→ **Written tasks**
a: In the passage on the summarization loss function, what values are chosen for γ_1 and γ_2?
b: Proceed with the passage on the summarization loss function, picking up right after its final line.

━━━ Quoted passage

According to the paper, the loss shall be the following:
+ We calculate pairwise losses between the gold summary and the candidate summaries
$$
    L_1 = max(0,f(D,C) − f(D,C^∗) + γ_1), 
$$
where
+ $D$ - document
+ $C$ - candidate summary
+ $C^*$ - gold summary
+ $γ_1$ - margin value

In addition, we calculate pairwise candidate losses, keeping in mind that they're already sorted by ROUGE with respect to the gold summary:
$$
L2 = max(0, f(D,C_j) − f(D,C_i) + (j−i) ∗ γ_2)
$$
- where $i<j$
- $i$ - summary rank
The total loss is the sum of the two above.

> We choose $γ_1 = 0$ and $γ_2 = 0.01$. When $γ_1<0.05$ and $0.005<γ_2<0.05$ they have little effect on performance, otherwise they will cause performance degradation. 

In [None]:
## LOSS FUNCTION
MARGIN = 0.01
def loss_function(candidate_scores, summary_score, MARGIN=MARGIN):
    ones = torch.ones(score.size()).cuda(score.device)
    margin_loss = torch.nn.MarginRankingLoss(0.0)
    total_loss = margin_loss(candidate_scores, candidate_scores, ones)
    
    # candidate loss
    n_candidates = candidate_scores.size(1)
    for i in range(1, n_candidates):
        pos_score = candidate_scores[:, :-i]
        neg_score = candidate_scores[:, i:]
        pos_score = pos_score.contiguous().view(-1)
        neg_score = neg_score.contiguous().view(-1)
        
        ones = torch.ones(pos_score.size()).cuda(candidate_scores.device)

━━━━━━
━━━ Data listing

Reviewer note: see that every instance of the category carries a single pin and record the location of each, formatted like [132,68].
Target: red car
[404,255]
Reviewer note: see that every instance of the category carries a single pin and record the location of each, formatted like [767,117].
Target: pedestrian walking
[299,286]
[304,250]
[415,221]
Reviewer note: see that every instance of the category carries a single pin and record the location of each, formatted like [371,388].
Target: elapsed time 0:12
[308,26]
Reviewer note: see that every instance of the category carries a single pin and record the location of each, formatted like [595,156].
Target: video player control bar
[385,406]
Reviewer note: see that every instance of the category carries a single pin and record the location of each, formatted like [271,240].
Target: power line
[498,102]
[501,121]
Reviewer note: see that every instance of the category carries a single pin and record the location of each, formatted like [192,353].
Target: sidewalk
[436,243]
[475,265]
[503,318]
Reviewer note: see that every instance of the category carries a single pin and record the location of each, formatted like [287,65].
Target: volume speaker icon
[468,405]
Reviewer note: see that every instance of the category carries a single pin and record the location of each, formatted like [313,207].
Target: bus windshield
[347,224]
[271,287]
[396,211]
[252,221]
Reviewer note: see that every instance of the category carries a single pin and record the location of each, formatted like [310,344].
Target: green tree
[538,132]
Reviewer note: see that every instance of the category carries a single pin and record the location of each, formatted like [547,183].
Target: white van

━━━━━━

→ **Task answers**
a: γ_1 = 0 and γ_2 = 0.01.

b:
        
        margin_loss = torch.nn.MarginRankingLoss(MARGIN * i)
        total_loss += margin_loss(pos_score, neg_score, ones)

    # gold summary loss
    pos_score = summary_score.unsqueeze(-1).expand_as(candidate_scores)
    neg_score = candidate_scores
    pos_score = pos_score.contiguous().view(-1)
    neg_score = neg_score.contiguous().view(-1)
    ones = torch.ones(pos_score.size()).cuda(candidate_scores.device)
    margin_loss = torch.nn.MarginRankingLoss(0.0)
    total_loss += margin_loss(pos_score, neg_score, ones)

    return total_loss

The learning rate schedule is the following, including the use of warm-up phase:
$$
 lr = 2e^{−3} ·min(step^{−0.5},step · wm^{−1.5})
$$
+ where each $step$ is a batch size of 32 
+ and $wm$ denotes warmup steps of 10,000.

In [None]:
## LR SCHEDULER
from torch.optim.lr_scheduler import _LRScheduler

class LRScheduler(_LRScheduler):
    def __init__(self, optimizer, min_lr=e-6, update_every=2, max_lr=2e-5, warmup_steps=10000):
        self.optimizer = optimizer
        self.update_every = update_every
        self.max_lr = max_lr
        self.min_lr = min_lr  # min learning rate > 0 
        self.warmup_steps = warmup_steps
        self.last_epoch = last_epoch
        super(LambdaLR, self).__init__(optimizer, last_epoch)

    def get_lr(self):
        # warm up
        if self.step % self.update_every == 0 and self.step > 0:
            self.real_step = self.step // self.update_every 
            cur_lr = self.max_lr * 100 * min(self.real_step**(-0.5), self.real_step * self.warmup_steps**(-1.5))
            cur_lr = max(cur_lr, self.min_lr)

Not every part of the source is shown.